**Supplied data**

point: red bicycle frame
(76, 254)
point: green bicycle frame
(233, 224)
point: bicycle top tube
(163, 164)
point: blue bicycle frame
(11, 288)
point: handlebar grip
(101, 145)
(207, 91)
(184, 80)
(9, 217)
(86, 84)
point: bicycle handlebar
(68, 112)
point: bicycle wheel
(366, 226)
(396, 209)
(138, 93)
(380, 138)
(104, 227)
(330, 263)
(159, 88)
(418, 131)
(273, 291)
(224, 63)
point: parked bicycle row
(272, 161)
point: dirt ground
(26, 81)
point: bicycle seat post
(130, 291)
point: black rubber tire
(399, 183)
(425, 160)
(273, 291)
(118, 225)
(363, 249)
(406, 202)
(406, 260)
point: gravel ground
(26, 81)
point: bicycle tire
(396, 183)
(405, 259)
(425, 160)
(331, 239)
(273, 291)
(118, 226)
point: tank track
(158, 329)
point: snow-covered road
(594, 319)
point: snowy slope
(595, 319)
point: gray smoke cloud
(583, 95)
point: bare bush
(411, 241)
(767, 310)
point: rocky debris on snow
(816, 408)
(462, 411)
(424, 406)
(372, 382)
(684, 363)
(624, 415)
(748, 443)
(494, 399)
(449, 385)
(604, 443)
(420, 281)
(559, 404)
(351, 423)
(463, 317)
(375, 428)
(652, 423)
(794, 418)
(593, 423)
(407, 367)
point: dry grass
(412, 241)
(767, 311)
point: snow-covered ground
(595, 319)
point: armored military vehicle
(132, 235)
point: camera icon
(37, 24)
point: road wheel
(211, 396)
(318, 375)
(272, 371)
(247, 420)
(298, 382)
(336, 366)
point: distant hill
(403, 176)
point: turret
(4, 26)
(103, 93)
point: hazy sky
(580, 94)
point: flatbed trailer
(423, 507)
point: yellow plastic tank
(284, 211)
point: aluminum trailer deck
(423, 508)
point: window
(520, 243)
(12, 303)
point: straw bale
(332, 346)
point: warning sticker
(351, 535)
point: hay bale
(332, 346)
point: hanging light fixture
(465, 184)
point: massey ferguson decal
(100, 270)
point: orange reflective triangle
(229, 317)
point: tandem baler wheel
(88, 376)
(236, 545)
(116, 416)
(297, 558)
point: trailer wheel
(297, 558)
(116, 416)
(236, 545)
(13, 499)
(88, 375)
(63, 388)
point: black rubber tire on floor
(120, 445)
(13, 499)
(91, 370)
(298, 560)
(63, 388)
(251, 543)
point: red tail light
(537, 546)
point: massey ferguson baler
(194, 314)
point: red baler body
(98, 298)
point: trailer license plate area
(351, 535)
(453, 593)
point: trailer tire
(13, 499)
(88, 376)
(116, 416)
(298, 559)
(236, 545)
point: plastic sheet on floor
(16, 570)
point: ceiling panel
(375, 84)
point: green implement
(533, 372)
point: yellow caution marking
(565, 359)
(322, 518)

**Task to complete**
Repeat every record, exactly as written.

**Result for this exercise**
point: red bicycle frame
(76, 254)
point: green bicycle frame
(233, 224)
point: bicycle top tube
(163, 164)
point: blue bicycle frame
(11, 288)
point: handlebar grip
(101, 145)
(207, 91)
(184, 80)
(9, 217)
(86, 84)
point: bicycle handlebar
(68, 112)
point: bicycle wheel
(366, 226)
(396, 209)
(138, 93)
(380, 138)
(104, 227)
(330, 263)
(159, 88)
(418, 131)
(273, 291)
(224, 63)
point: parked bicycle row
(272, 161)
point: dirt ground
(26, 81)
point: bicycle seat post
(130, 291)
point: black rubber tire
(399, 183)
(425, 160)
(273, 291)
(118, 225)
(363, 249)
(406, 202)
(406, 260)
point: gravel ground
(26, 81)
point: bicycle tire
(396, 183)
(405, 259)
(425, 160)
(331, 239)
(273, 291)
(118, 226)
point: tank track
(158, 329)
point: snow-covered road
(594, 319)
point: snowy slope
(595, 319)
point: gray smoke cloud
(583, 95)
point: bare bush
(411, 241)
(767, 310)
point: rocky debris on snow
(816, 408)
(462, 411)
(424, 406)
(372, 382)
(684, 363)
(624, 415)
(748, 443)
(494, 399)
(449, 385)
(604, 443)
(420, 281)
(559, 404)
(351, 423)
(463, 317)
(375, 428)
(652, 423)
(794, 418)
(593, 423)
(407, 367)
point: dry grass
(412, 241)
(767, 311)
point: snow-covered ground
(595, 319)
point: armored military vehicle
(132, 235)
point: camera icon
(37, 24)
point: road wheel
(211, 396)
(318, 375)
(272, 371)
(247, 420)
(298, 382)
(336, 366)
point: distant hill
(403, 176)
point: turret
(4, 26)
(103, 93)
point: hazy sky
(580, 94)
point: flatbed trailer
(423, 507)
point: yellow plastic tank
(284, 211)
point: aluminum trailer deck
(423, 508)
point: window
(520, 243)
(12, 303)
point: straw bale
(332, 346)
point: warning sticker
(351, 535)
point: hay bale
(332, 346)
point: hanging light fixture
(465, 184)
point: massey ferguson decal
(100, 270)
point: orange reflective triangle
(229, 317)
point: tandem baler wheel
(88, 376)
(236, 545)
(116, 416)
(297, 558)
point: trailer wheel
(297, 558)
(116, 416)
(236, 545)
(13, 499)
(88, 375)
(63, 388)
point: black rubber tire on floor
(120, 445)
(13, 499)
(91, 370)
(298, 560)
(63, 388)
(251, 543)
point: red tail light
(537, 546)
point: massey ferguson baler
(194, 314)
point: red baler body
(98, 298)
point: trailer license plate area
(351, 535)
(453, 593)
point: trailer tire
(13, 499)
(88, 376)
(116, 416)
(298, 559)
(236, 545)
point: plastic sheet on floor
(16, 570)
point: ceiling panel
(375, 84)
point: green implement
(533, 372)
point: yellow caution marking
(565, 359)
(322, 518)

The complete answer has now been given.